== TASK GOAL ==
Nothing but the lines below from the one containing "In the photo below, where can the fur" through the one containing "In the photo above, where can the building" should appear in the answer, exact and without pictures.

== RECORDS SUPPLIED ==

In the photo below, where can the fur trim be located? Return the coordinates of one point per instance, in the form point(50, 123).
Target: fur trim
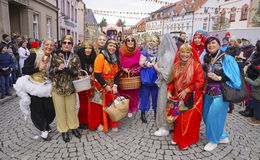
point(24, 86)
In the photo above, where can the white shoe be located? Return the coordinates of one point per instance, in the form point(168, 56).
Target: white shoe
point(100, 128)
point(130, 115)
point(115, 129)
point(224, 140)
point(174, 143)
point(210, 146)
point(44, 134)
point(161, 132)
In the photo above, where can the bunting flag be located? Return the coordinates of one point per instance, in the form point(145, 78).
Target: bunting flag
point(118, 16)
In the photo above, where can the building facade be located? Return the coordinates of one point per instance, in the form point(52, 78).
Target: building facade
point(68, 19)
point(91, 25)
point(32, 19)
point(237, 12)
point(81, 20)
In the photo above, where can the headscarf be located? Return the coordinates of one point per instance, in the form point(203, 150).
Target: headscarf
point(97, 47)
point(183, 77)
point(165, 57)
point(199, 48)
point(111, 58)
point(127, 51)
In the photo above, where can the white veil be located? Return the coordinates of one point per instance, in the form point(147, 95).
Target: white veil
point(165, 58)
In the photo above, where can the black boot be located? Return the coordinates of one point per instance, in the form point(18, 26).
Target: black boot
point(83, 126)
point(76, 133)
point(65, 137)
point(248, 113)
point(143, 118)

...

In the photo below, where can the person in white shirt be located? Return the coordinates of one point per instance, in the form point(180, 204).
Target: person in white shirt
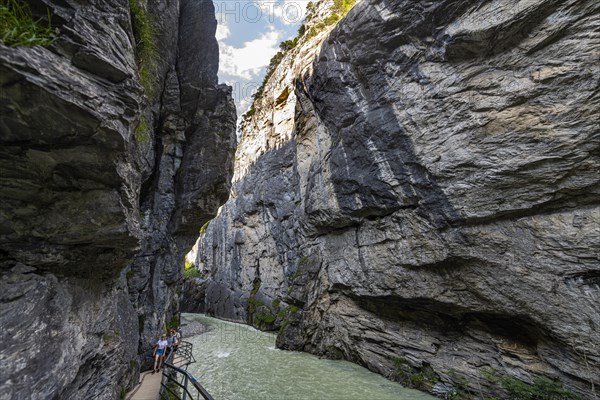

---

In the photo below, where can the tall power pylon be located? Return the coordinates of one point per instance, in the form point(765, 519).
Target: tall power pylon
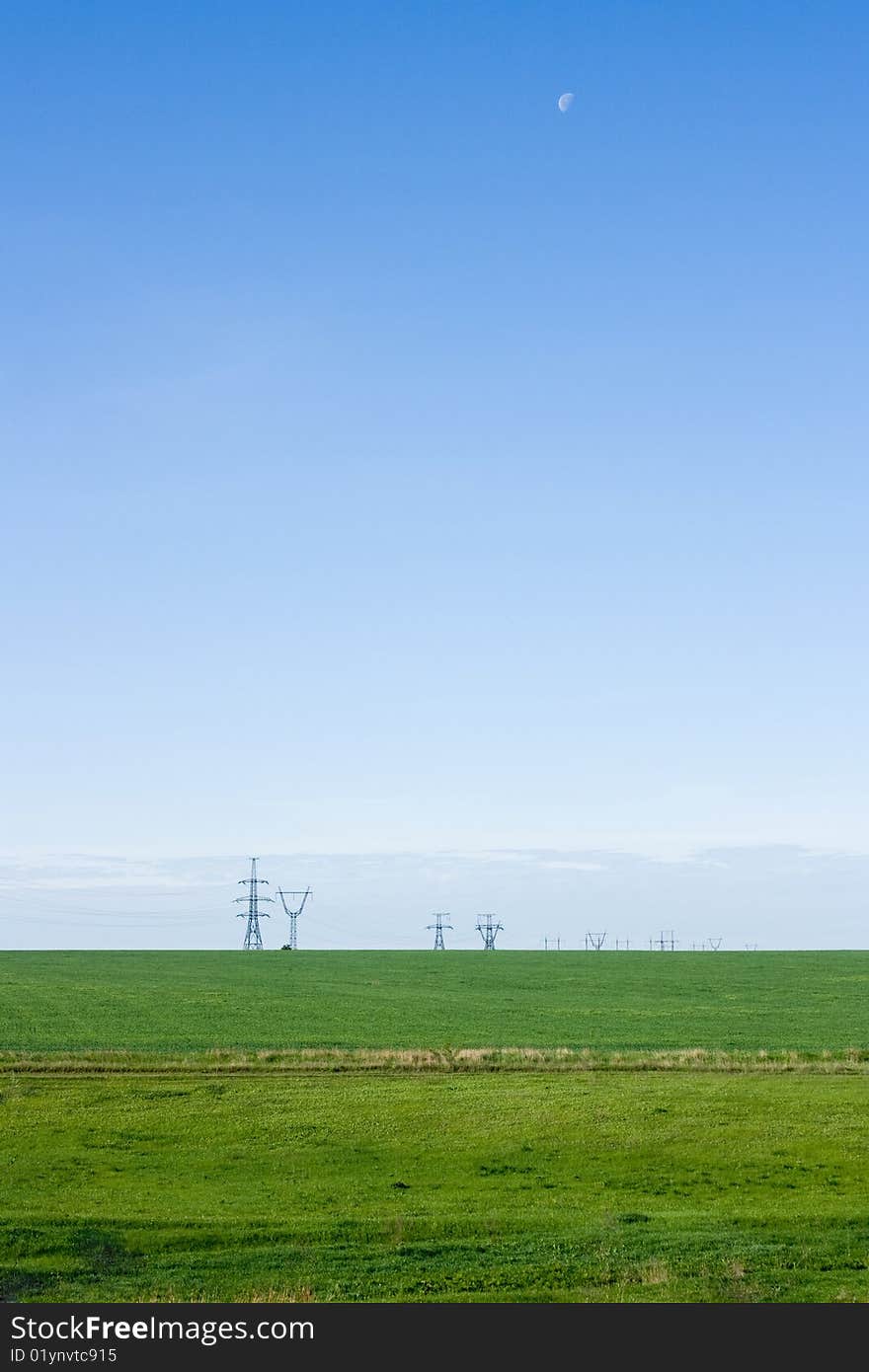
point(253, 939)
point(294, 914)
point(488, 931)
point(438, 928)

== SOLUTION FOR THIS EXERCISE ==
In the photo below, where can the fur trim be located? Return the coordinates of one point per instance, in the form point(50, 123).
Target: fur trim
point(24, 86)
In the photo above, where can the white shoe be located? Return the coordinates of one point per instance, in the form point(168, 56).
Target: white shoe
point(100, 128)
point(130, 115)
point(115, 129)
point(224, 140)
point(174, 143)
point(210, 146)
point(44, 134)
point(161, 132)
In the photo above, where can the bunting flag be located? Return the coordinates of one point per instance, in the form point(145, 78).
Target: bunting flag
point(118, 16)
In the photo above, where can the building facade be located? Return the coordinates of one point per instance, in the form point(52, 78).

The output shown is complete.